BEGIN PROVIDED PASSAGE
The following documents filed by the Registrant with the Securities and Exchange
Commission (the Commission) pursuant to the Securities Exchange Act of 1934, as
amended (the Exchange Act), are incorporated by reference into this Registration
Statement:
The Registrants Annual Report on Form 10-K for the year ended December 31, 2010,
as filed on February 25, 2011.
The Registrants Current Report on Form 8-K filed on January 27, 2011.
All other reports filed by the Registrant pursuant to Section 13(a) or 15(d) of
the Exchange Act since December 31, 2010.
The description of the Registrants common stock contained in the Registrants
Registration Statement on Form 8-A12B, including all amendments and reports updating
such description.
All documents filed by the Registrant with the Commission pursuant to Sections
13(a), 13(c), 14 and 15(d) of the Exchange Act after the date of this Registration
Statement, but prior to the filing of a post-effective amendment to this Registration
Statement which indicates that all securities offered by this Registration Statement
have been sold or which deregisters all such securities then remaining unsold, shall
be deemed to be incorporated by reference into this Registration Statement. Each
document incorporated by reference into this Registration Statement shall be deemed to
be a part of this Registration Statement from the date of filing of such document with
the Commission until the information contained therein is superseded or updated by any
subsequently filed document which is incorporated by reference into this Registration
Statement or by any document which constitutes part of the prospectus relating to the
1999 Long-Term Incentive Plan meeting the requirements of Section 10(a) of the
Securities Act.
Item 4. Description of Securities.
The class of securities to be offered under this Registration Statement is
registered under Section 12 of the Exchange Act.
Item 5. Interests of Named Experts and Counsel.
None.
Item 6. Indemnification of Directors and Officers.
Section 102(b)(7) of the General Corporation Law of the State of Delaware (the
DGCL) permits a corporation, in its certificate of incorporation, to limit or
eliminate the liability of directors to the corporation or its stockholders for monetary
damages for breaches of fiduciary duty, except for liability (a) for any breach of the
directors duty of loyalty to the corporation or its stockholders, (b) for acts or
omissions not in good faith or which involve intentional misconduct or a knowing
violation of law, (c) for the unlawful payment of a dividend or an unlawful stock
purchase or redemption under Section 174 of the DGCL, or (d) for any transaction from
which the director derived an improper personal benefit. Article X of the Registrants
Restated Certificate of Incorporation contains provisions intended to limit a directors
personal liability to the fullest extent permitted under the DGCL.
II - 1
Under Section 145 of the DGCL, a corporation has the power to indemnify directors
and officers under certain circumstances, subject to certain limitations, against
specified costs and expenses actually and reasonably incurred in connection with an
action, suit or proceeding, whether civil, criminal, administrative or investigative.
END PROVIDED PASSAGE
_STATED EXERCISE A:_
Arrange the entries from their beginning through the line containing "(44, 116), (55, 131)" as a numbered list, omitting blank lines. Leave the pictures out.
The registration statement text and the entries that follow it come from unrelated sources.
BEGIN RECORDS TO USE
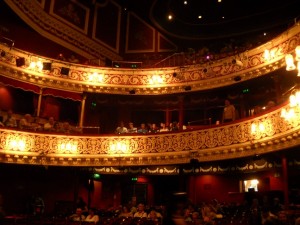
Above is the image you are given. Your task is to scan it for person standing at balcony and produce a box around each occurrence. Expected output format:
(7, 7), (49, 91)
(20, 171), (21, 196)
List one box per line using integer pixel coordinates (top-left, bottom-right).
(115, 121), (128, 134)
(44, 116), (55, 131)
(128, 122), (137, 134)
(4, 110), (17, 128)
(222, 99), (235, 123)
END RECORDS TO USE
_STATED EXERCISE B:_
According to the registration statement text, on what date was the Registrant's Annual Report on Form 10-K for the year ended December 31, 2010 filed?

_EXERCISE OUTPUT A:_
1. Above is the image you are given. Your task is to scan it for person standing at balcony and produce a box around each occurrence. Expected output format:
2. (7, 7), (49, 91)
3. (20, 171), (21, 196)
4. List one box per line using integer pixel coordinates (top-left, bottom-right).
5. (115, 121), (128, 134)
6. (44, 116), (55, 131)

_EXERCISE OUTPUT B:_
February 25, 2011